Directive:
Shift the answer coordinates by adding 64 to every number, and write out again all entries from the line with "[pin] fingernail -- one per line" up to and including the last line of the entries. Copy the other lines unchanged, and leave the pictures out.

● ● ● ● ● ● ●

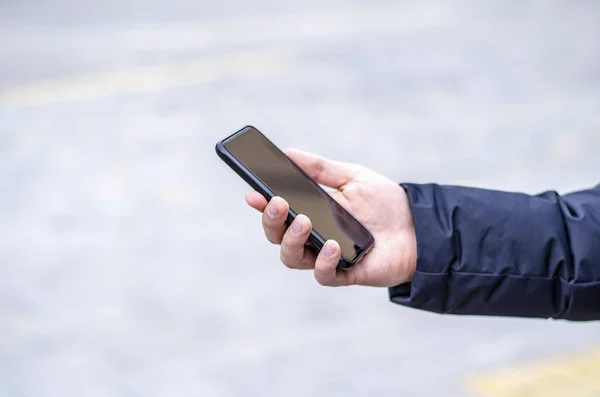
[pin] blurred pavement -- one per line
(129, 263)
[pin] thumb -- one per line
(324, 171)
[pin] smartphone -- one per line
(271, 173)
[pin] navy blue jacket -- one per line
(483, 252)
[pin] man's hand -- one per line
(380, 204)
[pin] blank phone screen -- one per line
(304, 196)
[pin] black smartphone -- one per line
(270, 172)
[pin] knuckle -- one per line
(271, 237)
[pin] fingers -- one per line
(294, 254)
(324, 171)
(256, 200)
(273, 219)
(326, 272)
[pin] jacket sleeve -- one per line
(484, 252)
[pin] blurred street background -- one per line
(129, 262)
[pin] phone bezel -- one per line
(257, 184)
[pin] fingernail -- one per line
(296, 227)
(272, 210)
(328, 249)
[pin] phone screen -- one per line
(305, 196)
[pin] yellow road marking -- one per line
(145, 79)
(573, 376)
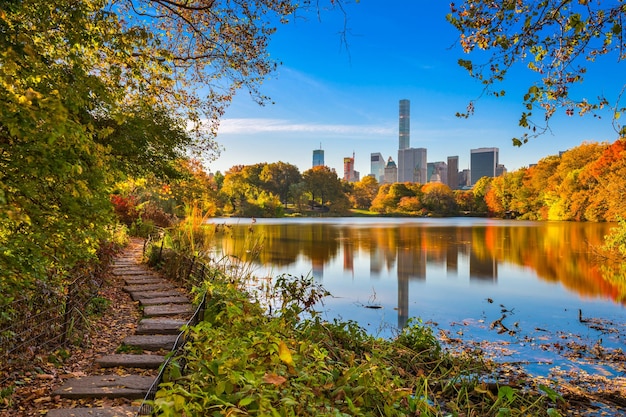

● ● ● ● ● ● ●

Written answer:
[pin] fingernail -- one per line
(360, 291)
(336, 274)
(392, 313)
[pin] phone screen -- one per line
(369, 260)
[pin] yellow road marking -- one per line
(209, 143)
(637, 440)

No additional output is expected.